Text provided:
[start]

You always had to hit the ball hard and put away the point. The times that you tried to "soften it up" even a little bit, increased the chance that someone would dig it up, and then win the point. I learned quickly that you could not ever hold up, otherwise you'd be taken advantage of.

It's the same in any sport at a high level of competition. You just have no room to let up, because it might not bite you in the a$$ every time, but it will eventually. Or, in the case of hitting, just be relegated to 'not very effective'.

Alright, storytime's over! Now get to bed!



"Take off, eh?" - Bob and Doug
Beans15 Posted - 10/26/2009 : 08:32:31
No disrespect Alex, it is hard to separate the smart a$$ comments from the others sometimes. My apologies.


Ok, case in point is that MOST of us are arguing the same point. I don't think anyone has said anything positive when people get hurt. It was brought up last night during the Oilers telecast where things have changed. There are HUGE and fast players today compared to year ago.

Now, possibly the biggest impact to head injuries in hockey is this.

Every known piece of hockey equipment designed to protect players has gone through a huge evolution in the past 20 years. From skates, to goalie pads, to skater pads, to sticks. Everything. Oh, wait. There is one that has not.

The HELMET!!!

The helmets today are virtually identical to the ones being used 20-30 years ago. Messier has been endorsing a new helmet(that does look a little goofy) which is far superior to the helmets today. The studies show that these helmets would reduce the risk of a concussion by like 30 %or 40% compared to the ones used today.

I do agree, the NFL does do things largely to protect the QB. Reasoning being is that not only is he smaller than most, but his head is not focused on the players hitting him.

Does that kind of sound a bit like a player skating through the neutral zone with their head down????

[end]

[Rows from an object-pointing dataset]
[start]

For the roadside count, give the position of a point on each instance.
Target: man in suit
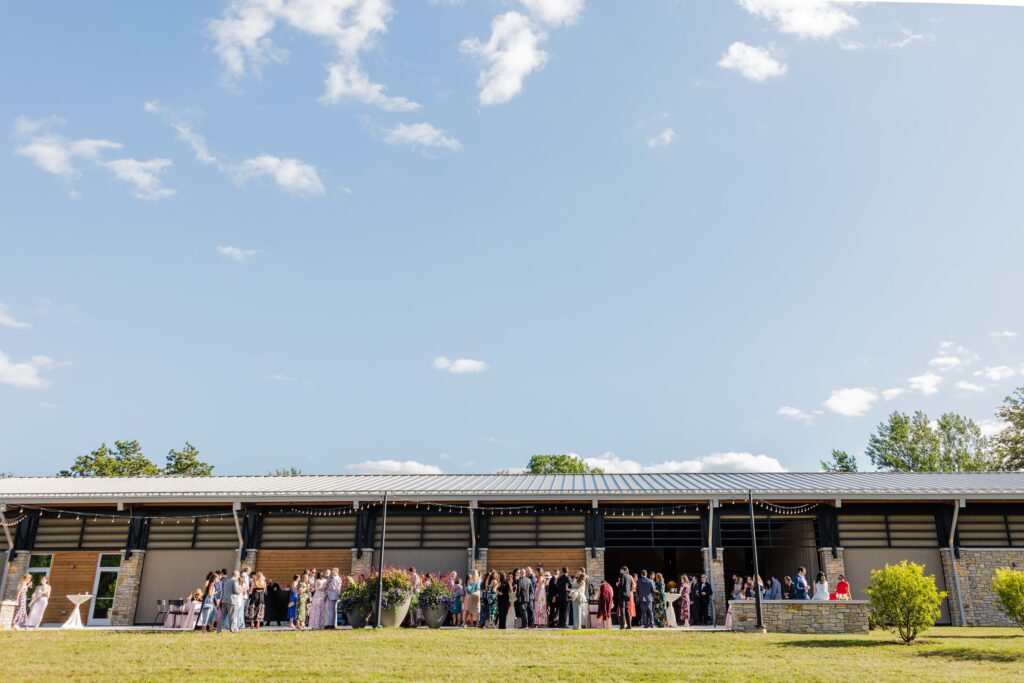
(625, 588)
(800, 585)
(231, 589)
(705, 593)
(564, 585)
(523, 598)
(645, 596)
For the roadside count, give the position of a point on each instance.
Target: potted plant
(355, 602)
(396, 598)
(435, 600)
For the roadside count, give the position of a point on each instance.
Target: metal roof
(493, 486)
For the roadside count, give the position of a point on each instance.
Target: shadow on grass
(969, 654)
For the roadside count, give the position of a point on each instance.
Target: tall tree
(563, 464)
(841, 462)
(127, 460)
(1010, 442)
(186, 463)
(953, 443)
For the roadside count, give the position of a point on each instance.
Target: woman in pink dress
(541, 601)
(317, 603)
(20, 615)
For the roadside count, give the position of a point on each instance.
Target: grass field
(943, 654)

[end]

Goal:
Write the next part of the forum discussion about hockey hits and helmets, picking up right after its final sentence.

Final result:
Alex116 Posted - 10/26/2009 : 00:22:34
Beans, calm down! Smart a$$ comment? WTF? I simply asked if you watch football. Many don't, this is a hockey site you know! As for your stats, that's great. I'm happy the NFL is protecting it's assets and i think the NHL would be wise to follow suit. However, the major penalties for hits to the head you speak of are generally on the QB's to protect them. If you're talking about "leading with the helmut", that's a different story. Also, the helmuts they use in football are quite a lot more protective than hockey lids and it's played on ice with boards (don't forget, a lot of concussion are a result of the head hitting either of these, not just the hit itself). Add in the fact that football gas MANY more injuries if you wanna compare #'s of injuries to games played. There's guys leaving football games all the time with a tweak here or there. Maybe they should ban tackling cuz a lot of guys get injuries from a guy simply rolling onto their ankle or leg?

Guest4067 Posted - 10/25/2009 : 22:17:16
quote:
Originally posted by Guest5985

Jumping out of the penalty box and blind siding a streaking forward is Rollerball, not hockey. How about, if a guy skates past the door just as your penalty expires, you ram the door open and cut him in half. You were coming out of the box. Rollerball.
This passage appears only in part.